__Stored records__.
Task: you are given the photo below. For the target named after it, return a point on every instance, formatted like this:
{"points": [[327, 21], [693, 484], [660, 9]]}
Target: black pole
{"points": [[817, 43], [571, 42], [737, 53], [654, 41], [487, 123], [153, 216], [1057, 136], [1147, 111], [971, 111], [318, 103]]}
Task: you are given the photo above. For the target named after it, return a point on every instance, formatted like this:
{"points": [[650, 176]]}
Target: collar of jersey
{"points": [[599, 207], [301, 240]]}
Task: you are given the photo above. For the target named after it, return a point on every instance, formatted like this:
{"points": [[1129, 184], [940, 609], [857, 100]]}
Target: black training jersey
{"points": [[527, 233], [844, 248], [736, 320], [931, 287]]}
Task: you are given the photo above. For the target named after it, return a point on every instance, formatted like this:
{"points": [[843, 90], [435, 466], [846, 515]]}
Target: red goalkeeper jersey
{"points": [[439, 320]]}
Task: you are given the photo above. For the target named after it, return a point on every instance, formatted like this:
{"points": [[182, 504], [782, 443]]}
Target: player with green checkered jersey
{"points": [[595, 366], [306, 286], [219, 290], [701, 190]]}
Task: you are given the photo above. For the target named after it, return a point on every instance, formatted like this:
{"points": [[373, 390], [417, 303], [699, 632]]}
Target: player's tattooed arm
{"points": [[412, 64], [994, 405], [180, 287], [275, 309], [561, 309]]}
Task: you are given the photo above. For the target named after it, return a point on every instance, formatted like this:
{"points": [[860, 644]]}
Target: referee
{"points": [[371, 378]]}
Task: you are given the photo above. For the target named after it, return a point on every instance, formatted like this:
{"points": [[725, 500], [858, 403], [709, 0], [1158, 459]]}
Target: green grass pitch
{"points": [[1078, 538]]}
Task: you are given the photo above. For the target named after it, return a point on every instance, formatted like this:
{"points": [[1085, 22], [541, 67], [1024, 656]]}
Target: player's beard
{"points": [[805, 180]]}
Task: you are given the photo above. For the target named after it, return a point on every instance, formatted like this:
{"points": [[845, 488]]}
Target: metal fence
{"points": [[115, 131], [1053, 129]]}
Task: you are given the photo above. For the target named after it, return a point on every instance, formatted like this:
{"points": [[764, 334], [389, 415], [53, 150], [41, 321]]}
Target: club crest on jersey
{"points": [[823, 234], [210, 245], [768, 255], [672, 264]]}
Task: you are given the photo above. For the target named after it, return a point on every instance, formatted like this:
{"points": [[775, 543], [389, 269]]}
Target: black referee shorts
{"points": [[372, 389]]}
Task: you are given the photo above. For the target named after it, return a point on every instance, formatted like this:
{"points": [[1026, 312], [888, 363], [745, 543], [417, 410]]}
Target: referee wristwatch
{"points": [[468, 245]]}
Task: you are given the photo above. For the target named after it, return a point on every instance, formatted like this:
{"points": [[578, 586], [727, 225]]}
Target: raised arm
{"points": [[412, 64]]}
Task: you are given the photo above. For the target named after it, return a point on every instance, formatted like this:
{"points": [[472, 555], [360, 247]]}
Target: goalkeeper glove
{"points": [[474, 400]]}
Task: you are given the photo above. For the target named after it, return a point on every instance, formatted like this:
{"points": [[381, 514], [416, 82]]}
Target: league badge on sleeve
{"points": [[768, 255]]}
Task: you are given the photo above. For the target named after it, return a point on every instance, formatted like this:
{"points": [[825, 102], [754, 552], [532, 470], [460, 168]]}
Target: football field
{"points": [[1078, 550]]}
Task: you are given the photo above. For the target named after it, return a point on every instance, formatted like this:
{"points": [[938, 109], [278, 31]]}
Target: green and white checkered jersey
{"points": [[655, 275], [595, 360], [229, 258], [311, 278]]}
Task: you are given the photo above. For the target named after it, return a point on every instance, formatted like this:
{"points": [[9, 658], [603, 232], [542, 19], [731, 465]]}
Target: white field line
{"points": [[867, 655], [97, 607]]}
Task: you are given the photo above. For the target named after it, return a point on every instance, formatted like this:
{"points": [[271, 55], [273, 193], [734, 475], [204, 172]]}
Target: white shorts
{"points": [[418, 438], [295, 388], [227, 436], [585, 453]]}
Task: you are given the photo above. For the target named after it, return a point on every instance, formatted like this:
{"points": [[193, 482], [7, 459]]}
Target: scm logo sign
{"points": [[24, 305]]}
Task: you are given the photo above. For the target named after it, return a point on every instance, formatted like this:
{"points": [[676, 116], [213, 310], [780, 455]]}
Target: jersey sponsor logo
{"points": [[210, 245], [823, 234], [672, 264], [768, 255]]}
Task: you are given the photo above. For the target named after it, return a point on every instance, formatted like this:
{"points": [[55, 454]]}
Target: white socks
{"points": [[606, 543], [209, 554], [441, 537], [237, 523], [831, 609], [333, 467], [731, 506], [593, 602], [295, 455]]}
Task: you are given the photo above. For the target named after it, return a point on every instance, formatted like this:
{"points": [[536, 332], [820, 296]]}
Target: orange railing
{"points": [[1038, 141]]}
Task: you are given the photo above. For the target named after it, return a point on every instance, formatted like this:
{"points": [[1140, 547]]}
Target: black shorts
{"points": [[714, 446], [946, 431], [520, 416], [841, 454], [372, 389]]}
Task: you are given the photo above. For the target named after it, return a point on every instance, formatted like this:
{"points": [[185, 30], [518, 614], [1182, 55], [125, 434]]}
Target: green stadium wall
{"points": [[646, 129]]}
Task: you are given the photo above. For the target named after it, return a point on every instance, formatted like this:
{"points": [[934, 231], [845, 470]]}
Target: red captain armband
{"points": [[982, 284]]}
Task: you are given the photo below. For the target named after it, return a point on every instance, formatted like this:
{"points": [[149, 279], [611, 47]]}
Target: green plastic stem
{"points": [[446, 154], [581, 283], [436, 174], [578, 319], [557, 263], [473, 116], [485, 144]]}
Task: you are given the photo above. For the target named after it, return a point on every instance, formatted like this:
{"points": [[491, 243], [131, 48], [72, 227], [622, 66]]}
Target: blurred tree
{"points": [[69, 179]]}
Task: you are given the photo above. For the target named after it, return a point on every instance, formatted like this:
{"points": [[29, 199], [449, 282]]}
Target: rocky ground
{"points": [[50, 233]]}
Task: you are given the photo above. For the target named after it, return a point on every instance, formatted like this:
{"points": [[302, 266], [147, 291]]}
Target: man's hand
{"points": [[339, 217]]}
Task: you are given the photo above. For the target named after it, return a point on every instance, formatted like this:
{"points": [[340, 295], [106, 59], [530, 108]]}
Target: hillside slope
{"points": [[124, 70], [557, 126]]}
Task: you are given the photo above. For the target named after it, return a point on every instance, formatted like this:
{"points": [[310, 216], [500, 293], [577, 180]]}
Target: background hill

---

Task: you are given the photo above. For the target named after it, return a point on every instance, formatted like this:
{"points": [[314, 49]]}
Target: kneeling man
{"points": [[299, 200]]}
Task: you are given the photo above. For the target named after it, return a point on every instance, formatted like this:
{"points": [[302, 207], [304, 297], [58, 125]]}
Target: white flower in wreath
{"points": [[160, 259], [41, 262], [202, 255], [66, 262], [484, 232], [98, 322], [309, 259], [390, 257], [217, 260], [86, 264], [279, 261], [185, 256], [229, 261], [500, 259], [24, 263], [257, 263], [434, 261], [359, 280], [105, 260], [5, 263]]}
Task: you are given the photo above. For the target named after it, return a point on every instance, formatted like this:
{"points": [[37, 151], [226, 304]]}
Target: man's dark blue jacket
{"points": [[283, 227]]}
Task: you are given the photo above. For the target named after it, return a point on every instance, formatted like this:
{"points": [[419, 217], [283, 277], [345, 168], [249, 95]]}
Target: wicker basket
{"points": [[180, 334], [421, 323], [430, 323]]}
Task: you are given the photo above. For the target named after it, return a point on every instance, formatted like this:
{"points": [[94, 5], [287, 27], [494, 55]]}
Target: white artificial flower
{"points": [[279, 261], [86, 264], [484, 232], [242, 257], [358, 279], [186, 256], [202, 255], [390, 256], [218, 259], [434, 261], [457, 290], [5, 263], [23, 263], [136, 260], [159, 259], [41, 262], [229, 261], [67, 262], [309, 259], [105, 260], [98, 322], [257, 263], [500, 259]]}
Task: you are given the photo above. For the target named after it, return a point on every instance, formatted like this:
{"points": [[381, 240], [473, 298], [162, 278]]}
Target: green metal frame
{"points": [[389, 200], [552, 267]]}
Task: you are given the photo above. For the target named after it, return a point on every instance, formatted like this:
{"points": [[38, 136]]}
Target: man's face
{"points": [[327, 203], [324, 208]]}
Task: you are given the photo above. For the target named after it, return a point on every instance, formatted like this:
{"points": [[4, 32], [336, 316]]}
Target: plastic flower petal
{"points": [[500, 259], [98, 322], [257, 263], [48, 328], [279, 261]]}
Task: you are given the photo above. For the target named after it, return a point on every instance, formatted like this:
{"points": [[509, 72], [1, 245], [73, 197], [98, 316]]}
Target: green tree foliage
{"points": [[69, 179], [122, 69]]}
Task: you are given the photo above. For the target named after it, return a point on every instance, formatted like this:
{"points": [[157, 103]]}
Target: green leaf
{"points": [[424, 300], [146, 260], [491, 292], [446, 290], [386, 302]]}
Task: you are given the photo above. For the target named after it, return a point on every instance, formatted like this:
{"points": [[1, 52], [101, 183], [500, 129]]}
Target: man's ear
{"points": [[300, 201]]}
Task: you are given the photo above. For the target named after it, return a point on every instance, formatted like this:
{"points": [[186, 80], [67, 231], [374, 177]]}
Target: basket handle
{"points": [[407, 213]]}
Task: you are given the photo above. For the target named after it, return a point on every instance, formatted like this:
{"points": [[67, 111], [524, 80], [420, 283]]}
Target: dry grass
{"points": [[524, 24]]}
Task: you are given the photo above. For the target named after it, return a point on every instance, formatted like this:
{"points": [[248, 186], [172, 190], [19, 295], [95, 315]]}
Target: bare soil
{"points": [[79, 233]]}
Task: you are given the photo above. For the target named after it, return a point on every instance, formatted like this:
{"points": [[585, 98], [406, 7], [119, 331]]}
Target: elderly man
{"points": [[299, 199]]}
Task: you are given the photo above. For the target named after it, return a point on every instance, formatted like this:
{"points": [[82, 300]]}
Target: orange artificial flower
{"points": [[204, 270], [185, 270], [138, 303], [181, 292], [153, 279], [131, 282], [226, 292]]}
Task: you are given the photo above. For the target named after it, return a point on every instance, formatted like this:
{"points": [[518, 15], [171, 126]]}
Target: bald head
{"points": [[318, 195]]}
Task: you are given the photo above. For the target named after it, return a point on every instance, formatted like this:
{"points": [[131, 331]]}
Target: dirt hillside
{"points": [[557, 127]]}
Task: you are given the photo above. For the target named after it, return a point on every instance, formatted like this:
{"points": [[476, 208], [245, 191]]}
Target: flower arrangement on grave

* * *

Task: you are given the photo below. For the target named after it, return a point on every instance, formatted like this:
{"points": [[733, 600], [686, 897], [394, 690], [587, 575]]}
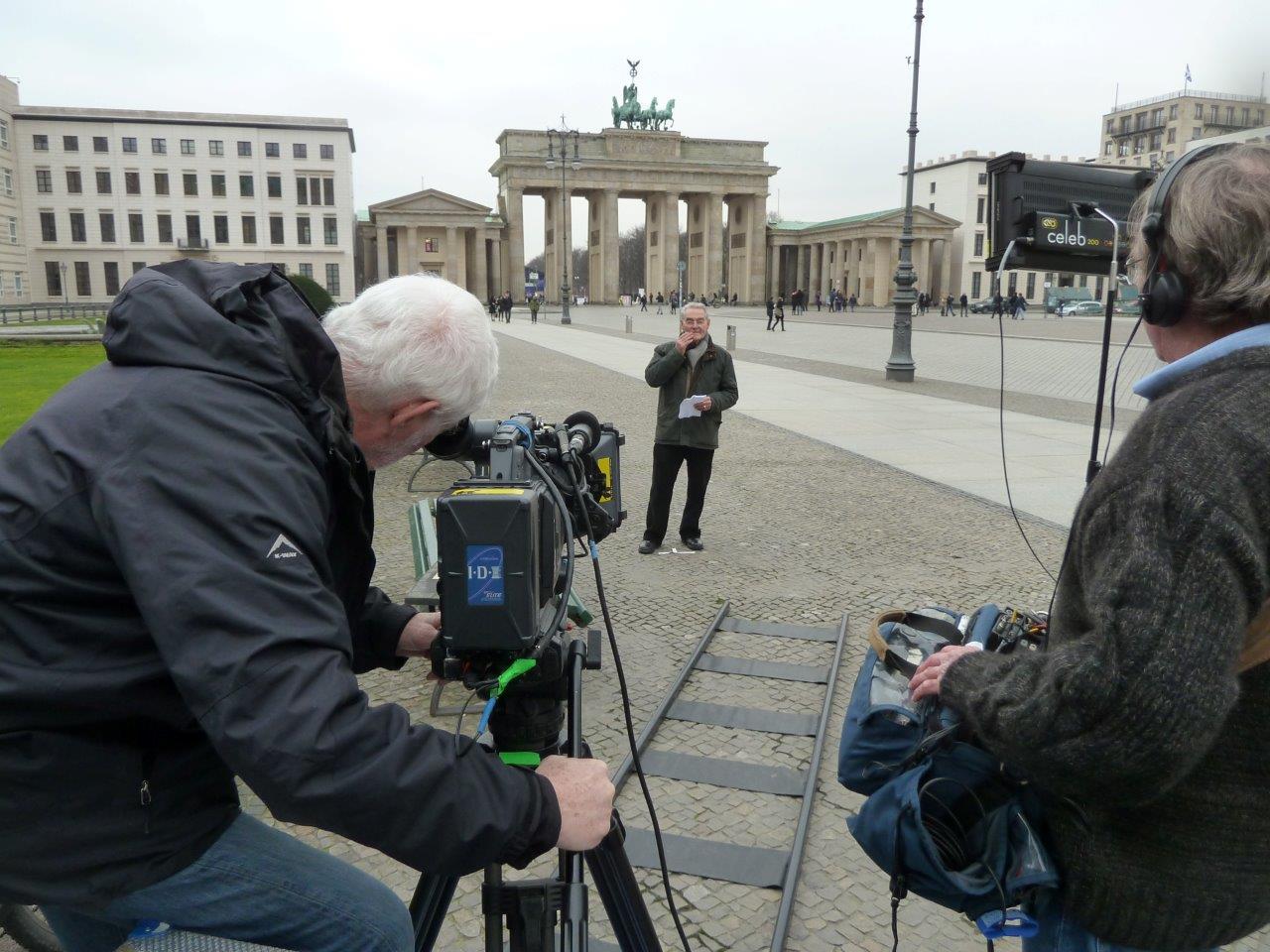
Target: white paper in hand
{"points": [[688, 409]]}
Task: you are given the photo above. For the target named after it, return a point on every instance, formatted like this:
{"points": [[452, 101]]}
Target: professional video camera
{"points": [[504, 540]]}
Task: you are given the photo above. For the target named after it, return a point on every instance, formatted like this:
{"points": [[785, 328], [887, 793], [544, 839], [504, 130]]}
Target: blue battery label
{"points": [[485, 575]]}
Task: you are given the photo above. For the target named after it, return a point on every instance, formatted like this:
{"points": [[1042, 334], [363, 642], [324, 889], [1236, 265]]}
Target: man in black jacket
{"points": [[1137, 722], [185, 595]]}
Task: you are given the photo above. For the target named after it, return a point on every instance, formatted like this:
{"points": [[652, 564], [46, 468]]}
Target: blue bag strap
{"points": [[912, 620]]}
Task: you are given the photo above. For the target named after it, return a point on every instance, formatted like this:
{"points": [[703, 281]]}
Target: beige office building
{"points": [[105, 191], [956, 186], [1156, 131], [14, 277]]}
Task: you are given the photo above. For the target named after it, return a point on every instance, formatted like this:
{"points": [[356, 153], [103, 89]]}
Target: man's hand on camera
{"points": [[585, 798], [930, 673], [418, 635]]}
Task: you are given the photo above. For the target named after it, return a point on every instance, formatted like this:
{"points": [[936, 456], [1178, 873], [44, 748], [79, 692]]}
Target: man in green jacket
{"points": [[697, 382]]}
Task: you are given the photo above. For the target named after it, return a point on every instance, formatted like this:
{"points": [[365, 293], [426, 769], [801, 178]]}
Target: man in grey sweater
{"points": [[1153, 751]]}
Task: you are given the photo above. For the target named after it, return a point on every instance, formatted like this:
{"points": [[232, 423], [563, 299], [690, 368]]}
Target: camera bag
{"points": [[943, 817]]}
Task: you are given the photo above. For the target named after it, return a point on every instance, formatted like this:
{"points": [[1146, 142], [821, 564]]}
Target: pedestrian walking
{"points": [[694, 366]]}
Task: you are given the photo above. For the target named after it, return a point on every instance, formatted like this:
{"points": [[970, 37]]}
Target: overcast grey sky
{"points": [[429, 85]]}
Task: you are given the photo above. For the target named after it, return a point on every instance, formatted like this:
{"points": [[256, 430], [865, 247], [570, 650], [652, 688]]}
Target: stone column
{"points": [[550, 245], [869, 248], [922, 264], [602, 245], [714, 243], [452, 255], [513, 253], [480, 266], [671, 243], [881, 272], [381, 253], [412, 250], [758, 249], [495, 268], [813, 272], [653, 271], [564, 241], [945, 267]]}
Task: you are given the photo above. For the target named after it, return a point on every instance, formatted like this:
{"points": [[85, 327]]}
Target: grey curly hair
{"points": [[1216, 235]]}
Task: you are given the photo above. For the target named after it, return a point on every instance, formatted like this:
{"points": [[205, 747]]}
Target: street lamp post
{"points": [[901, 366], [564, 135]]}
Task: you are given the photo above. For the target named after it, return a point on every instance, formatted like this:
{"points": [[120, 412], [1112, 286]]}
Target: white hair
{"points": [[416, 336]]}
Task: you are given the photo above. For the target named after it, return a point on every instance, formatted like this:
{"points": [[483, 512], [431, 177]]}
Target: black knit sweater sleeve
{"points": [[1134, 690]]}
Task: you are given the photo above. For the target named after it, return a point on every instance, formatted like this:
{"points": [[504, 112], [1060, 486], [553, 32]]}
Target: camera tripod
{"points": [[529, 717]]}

__Work to be completed__.
How many lines in the rows above contain the string "shorts", with case counting? Reply with the number alone.

__The answer__.
3